> _What is being asked_: Please retype all of the rows below character for character, leaving the pictures out of your answer.

> _Material for this task_:
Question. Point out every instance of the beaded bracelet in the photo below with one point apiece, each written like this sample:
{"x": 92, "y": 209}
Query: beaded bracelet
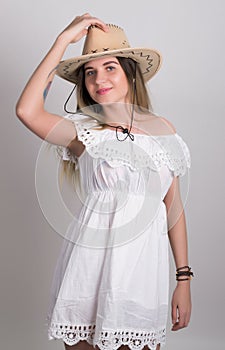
{"x": 187, "y": 272}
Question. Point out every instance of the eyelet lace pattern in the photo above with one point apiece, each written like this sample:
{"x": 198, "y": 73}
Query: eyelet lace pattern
{"x": 108, "y": 340}
{"x": 169, "y": 150}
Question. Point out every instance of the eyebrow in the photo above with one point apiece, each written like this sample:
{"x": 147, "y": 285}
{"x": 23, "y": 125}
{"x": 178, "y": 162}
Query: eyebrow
{"x": 104, "y": 64}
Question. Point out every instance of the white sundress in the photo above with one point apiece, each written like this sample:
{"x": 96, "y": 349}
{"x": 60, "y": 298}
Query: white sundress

> _Task answer_:
Question. Point out every instance of the beaded bracelet in the photo below with one point apiece, each written like this sample:
{"x": 92, "y": 209}
Query: beaded bracelet
{"x": 187, "y": 272}
Question. Point out every instance of the eyelet lace pattern in the photo above with one point apiece, each written like this sample:
{"x": 198, "y": 73}
Query: eyelet lace pattern
{"x": 108, "y": 340}
{"x": 169, "y": 150}
Question. Point out every instance of the eyebrow in the photo above with one point apiece, each written like this sample:
{"x": 147, "y": 285}
{"x": 23, "y": 125}
{"x": 178, "y": 162}
Query: eyebrow
{"x": 104, "y": 64}
Question. Point out every instance of the white sundress in the photo above with one point apiece, each written like this sample:
{"x": 96, "y": 349}
{"x": 60, "y": 298}
Query: white sundress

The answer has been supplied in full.